• _YOUR INSTRUCTIONS_
Rescale the point coordinates in the listing below, covering only the lines between the line holding "Each instance receives one keypoint. Annotate the kite in" and the line holding "(1001, 831)", inclusive. Reproduce every one of those lines, text lines too, with each answer coordinate multiplied by 0.65 and rounded to a whole number (halves round up), and leave the pictures out.

───── DATA PROVIDED ─────

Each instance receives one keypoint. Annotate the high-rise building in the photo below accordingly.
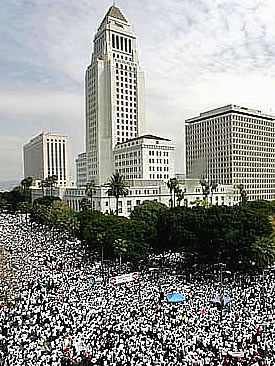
(234, 146)
(145, 157)
(46, 155)
(81, 170)
(115, 94)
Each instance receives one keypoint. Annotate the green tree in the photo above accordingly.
(43, 184)
(117, 188)
(89, 191)
(120, 247)
(243, 193)
(51, 182)
(179, 194)
(147, 214)
(85, 204)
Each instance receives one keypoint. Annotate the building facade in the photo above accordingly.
(46, 155)
(115, 94)
(234, 146)
(81, 170)
(144, 190)
(146, 157)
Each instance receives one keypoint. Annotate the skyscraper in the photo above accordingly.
(46, 155)
(115, 94)
(233, 145)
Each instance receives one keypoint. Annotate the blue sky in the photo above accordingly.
(196, 54)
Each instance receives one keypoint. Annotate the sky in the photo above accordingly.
(197, 55)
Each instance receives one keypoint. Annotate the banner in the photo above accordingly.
(129, 277)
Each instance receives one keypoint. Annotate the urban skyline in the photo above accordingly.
(191, 65)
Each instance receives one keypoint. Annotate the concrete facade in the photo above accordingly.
(146, 157)
(81, 170)
(46, 155)
(144, 190)
(115, 94)
(233, 145)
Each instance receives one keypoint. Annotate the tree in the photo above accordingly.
(117, 188)
(173, 186)
(120, 248)
(85, 204)
(147, 215)
(243, 193)
(24, 208)
(179, 195)
(89, 191)
(263, 251)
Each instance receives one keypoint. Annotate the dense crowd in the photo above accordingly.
(52, 312)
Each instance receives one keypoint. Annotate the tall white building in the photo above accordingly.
(145, 157)
(233, 145)
(115, 94)
(46, 155)
(81, 170)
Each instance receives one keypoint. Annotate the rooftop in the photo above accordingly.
(151, 137)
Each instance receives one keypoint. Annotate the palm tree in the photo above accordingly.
(43, 184)
(263, 251)
(26, 184)
(180, 195)
(90, 190)
(51, 182)
(173, 186)
(205, 188)
(85, 204)
(120, 248)
(243, 193)
(117, 188)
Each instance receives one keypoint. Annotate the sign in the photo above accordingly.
(129, 277)
(91, 281)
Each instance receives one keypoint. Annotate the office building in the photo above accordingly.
(146, 157)
(46, 155)
(115, 94)
(234, 146)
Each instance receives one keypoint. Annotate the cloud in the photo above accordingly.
(196, 55)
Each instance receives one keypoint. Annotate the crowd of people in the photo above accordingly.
(58, 308)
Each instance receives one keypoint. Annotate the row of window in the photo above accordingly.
(122, 43)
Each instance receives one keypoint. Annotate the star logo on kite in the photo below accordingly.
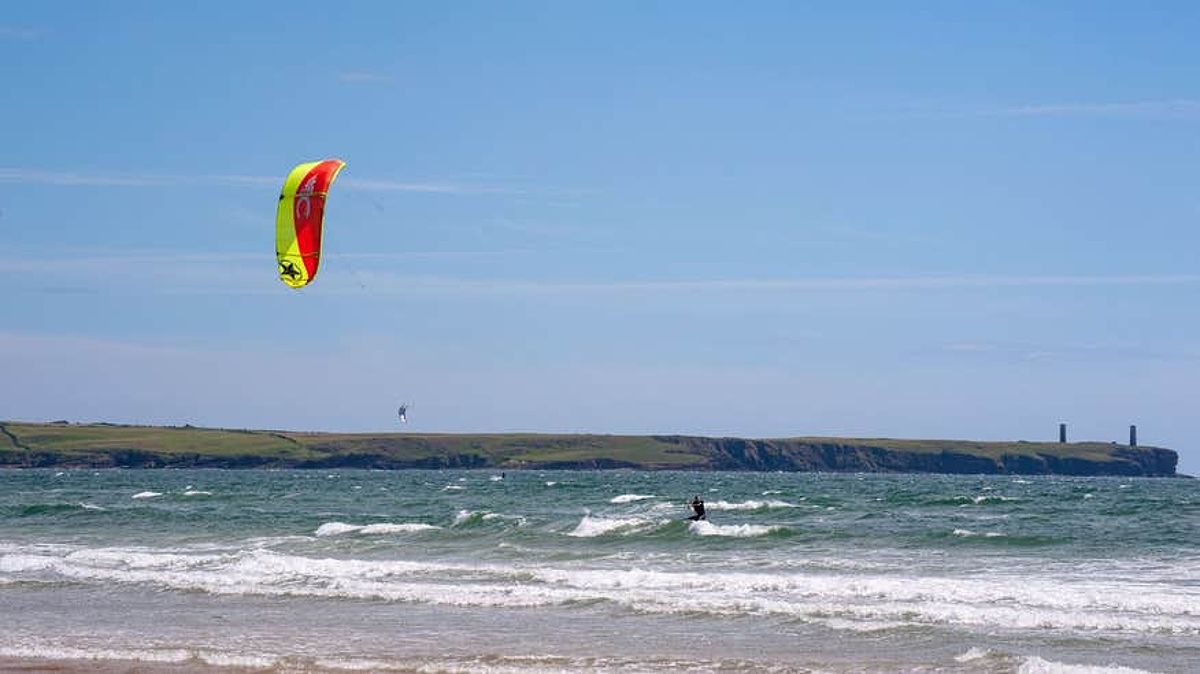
(288, 269)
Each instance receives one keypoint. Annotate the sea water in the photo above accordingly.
(600, 571)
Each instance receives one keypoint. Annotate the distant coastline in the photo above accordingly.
(108, 445)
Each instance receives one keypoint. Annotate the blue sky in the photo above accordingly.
(929, 220)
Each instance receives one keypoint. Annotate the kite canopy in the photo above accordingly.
(299, 220)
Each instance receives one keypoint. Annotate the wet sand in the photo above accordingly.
(47, 666)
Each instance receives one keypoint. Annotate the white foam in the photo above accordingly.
(972, 655)
(591, 527)
(1129, 602)
(706, 528)
(749, 505)
(630, 498)
(1036, 665)
(969, 534)
(993, 499)
(340, 528)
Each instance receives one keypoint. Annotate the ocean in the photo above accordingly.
(598, 571)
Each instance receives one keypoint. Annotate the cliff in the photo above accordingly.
(103, 445)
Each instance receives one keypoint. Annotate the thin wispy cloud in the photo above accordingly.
(18, 32)
(364, 77)
(1066, 351)
(78, 179)
(1180, 108)
(775, 286)
(155, 266)
(1150, 109)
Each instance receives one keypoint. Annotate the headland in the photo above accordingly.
(108, 445)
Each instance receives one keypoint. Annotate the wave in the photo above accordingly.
(749, 505)
(1036, 665)
(592, 527)
(969, 534)
(630, 498)
(39, 510)
(1036, 602)
(474, 517)
(340, 528)
(706, 528)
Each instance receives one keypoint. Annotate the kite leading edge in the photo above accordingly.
(299, 220)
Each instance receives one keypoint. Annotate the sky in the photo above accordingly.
(869, 220)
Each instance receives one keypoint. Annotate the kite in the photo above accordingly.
(300, 218)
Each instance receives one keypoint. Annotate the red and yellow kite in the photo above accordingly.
(299, 221)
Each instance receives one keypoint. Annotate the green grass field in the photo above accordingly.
(60, 443)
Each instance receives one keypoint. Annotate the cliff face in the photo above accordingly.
(735, 453)
(109, 446)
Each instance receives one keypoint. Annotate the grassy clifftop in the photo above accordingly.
(145, 446)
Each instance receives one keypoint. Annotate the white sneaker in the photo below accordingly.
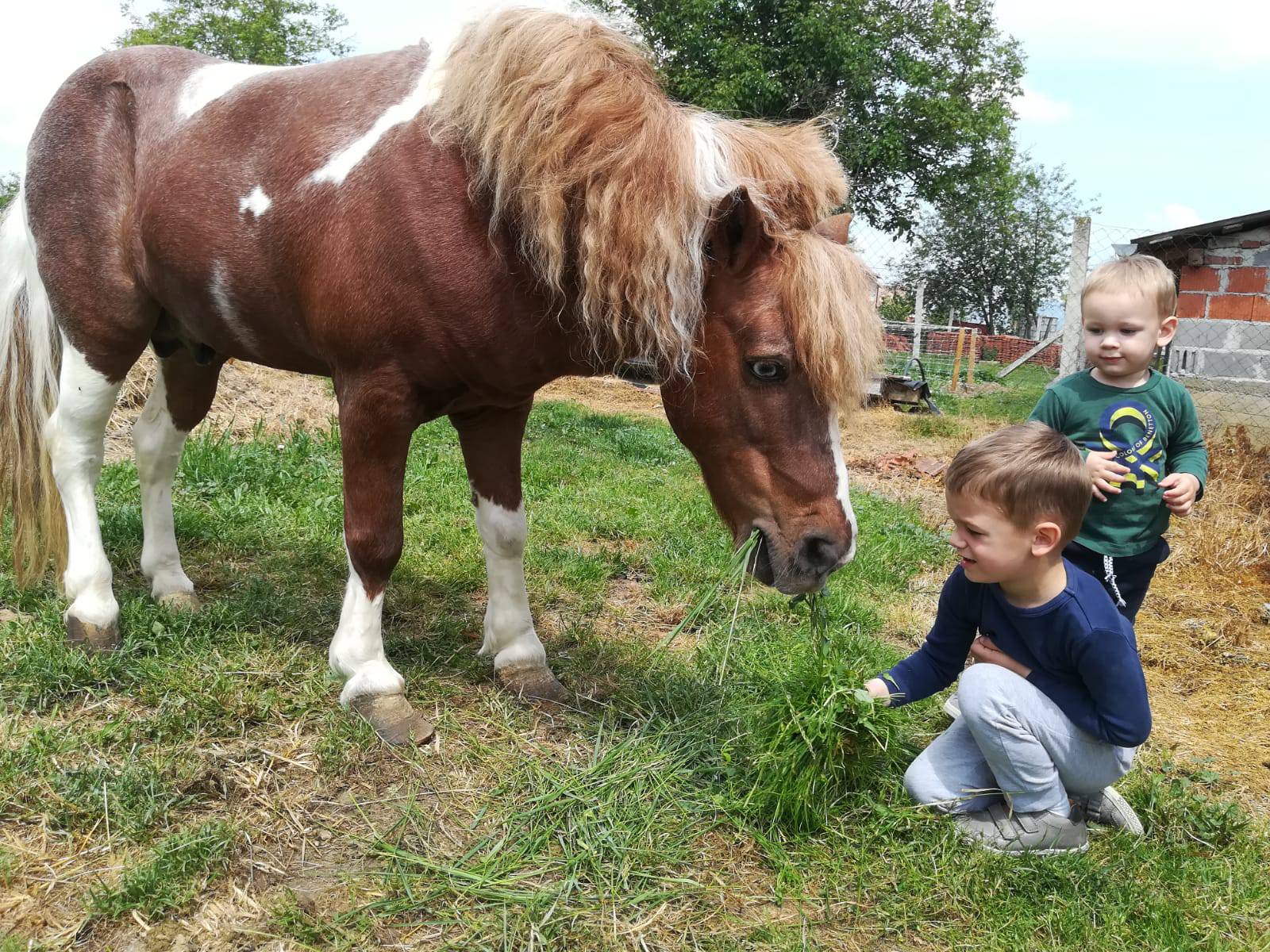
(1109, 809)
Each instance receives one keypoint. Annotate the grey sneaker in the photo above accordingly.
(1109, 809)
(1001, 831)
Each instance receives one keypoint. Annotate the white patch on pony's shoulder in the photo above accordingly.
(257, 202)
(220, 294)
(213, 82)
(840, 469)
(341, 164)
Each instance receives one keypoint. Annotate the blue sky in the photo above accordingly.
(1156, 109)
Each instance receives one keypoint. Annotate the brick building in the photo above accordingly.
(1222, 348)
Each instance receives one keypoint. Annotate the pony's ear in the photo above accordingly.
(736, 232)
(835, 228)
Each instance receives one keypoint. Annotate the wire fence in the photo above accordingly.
(1221, 351)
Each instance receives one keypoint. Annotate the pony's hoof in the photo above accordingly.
(533, 685)
(90, 638)
(184, 602)
(394, 719)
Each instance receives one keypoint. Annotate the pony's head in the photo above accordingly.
(689, 243)
(785, 340)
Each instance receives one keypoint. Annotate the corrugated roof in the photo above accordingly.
(1242, 222)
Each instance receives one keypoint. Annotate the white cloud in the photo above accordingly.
(1038, 107)
(44, 44)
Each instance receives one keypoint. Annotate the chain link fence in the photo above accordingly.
(1221, 352)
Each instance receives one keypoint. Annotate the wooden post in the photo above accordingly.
(1072, 357)
(956, 361)
(975, 351)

─────

• _WRITTEN REPLY_
Each instance receives one keypoint. Annotate the kite in the photo above accordingly.
(195, 142)
Each instance receives one keypoint. Annotate the red and yellow kite in the photo above accordingly.
(194, 144)
Each instance receives one keypoint. Annotate the green grass field in the photo above accordingly.
(39, 288)
Each instance receives one keypoint. Annotate the cliff face in the photo above accordingly.
(478, 294)
(71, 290)
Each instance receives one keypoint. Annotate the grassy clifftop in the photo above accordingly.
(94, 290)
Each instance receives one keypoint. Annotate the white sneaker in the photo below accordingly.
(721, 526)
Each instance receives one keypoint. Annotate the grey sneaker in the photo above accordingly.
(721, 526)
(651, 540)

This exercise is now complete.